Reading text:
↓

As the world worries whether the United Nations’ Millennium Development Goals (MDGs) can be achieved, Nestlé has told the UN how it is boosting its own efforts to help women and children.
The MDGs were designed to provide international leaders and organisations with a benchmark to improve the quality of life for millions of the world’s poorest people by 2015.
On Tuesday at the UN, Nestlé was the only food and beverage company setting out the details of its work it is doing to help meet those goals.
Nestlé’s commitments are part of its programme of nearly 300 Creating Shared Value projects in communities worldwide.
Nestlé is supporting a UN initiative known as ‘Every Woman Every Child’ during the 2011 UN General Assembly in New York.
The UN Secretary-General Ban Ki-moon and the UN Foundation launched the initiative last year to encourage governments, businesses and organisations to play a greater role in improving the health of women and children.
Paul Bulcke, Nestlé Chief Executive Officer, told the UN Secretary-General in a letter ahead of the event, “this is an opportunity for public, private and civil society actors to combine forces with a strong focus on the health of women and children.”

↑

[Some listings]
↓

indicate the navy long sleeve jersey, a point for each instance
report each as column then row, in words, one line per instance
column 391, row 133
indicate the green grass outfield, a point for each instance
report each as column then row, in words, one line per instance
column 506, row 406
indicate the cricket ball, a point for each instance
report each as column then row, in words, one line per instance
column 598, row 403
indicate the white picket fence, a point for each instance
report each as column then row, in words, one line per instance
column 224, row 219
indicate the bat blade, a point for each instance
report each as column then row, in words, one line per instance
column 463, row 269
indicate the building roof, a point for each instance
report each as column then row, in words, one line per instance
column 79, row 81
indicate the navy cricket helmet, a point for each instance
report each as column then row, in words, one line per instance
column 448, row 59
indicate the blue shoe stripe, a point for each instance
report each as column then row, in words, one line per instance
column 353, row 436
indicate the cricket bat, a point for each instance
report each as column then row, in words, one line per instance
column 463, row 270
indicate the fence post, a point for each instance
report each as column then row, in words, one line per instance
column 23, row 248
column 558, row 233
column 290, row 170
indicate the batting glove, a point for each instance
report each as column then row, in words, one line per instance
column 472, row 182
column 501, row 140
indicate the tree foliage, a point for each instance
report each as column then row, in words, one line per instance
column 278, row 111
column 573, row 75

↑
↓

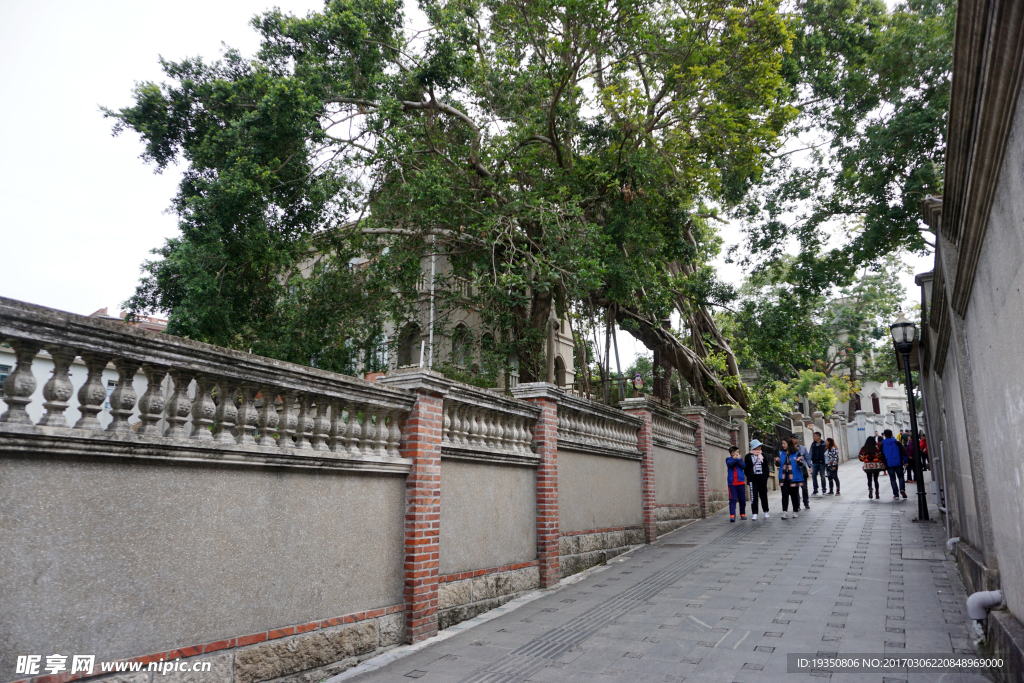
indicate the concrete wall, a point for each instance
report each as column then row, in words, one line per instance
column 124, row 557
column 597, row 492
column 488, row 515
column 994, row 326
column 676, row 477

↑

What is asked:
A - Return the passage of the article on Nestlé and the UN goals, starting at "The UN Secretary-General Ban" and ending at "improving the health of women and children.".
B - According to the article on Nestlé and the UN goals, who launched the 'Every Woman Every Child' initiative?

Results of the exercise:
A -
The UN Secretary-General Ban Ki-moon and the UN Foundation launched the initiative last year to encourage governments, businesses and organisations to play a greater role in improving the health of women and children.

B - UN Secretary-General Ban Ki-moon and the UN Foundation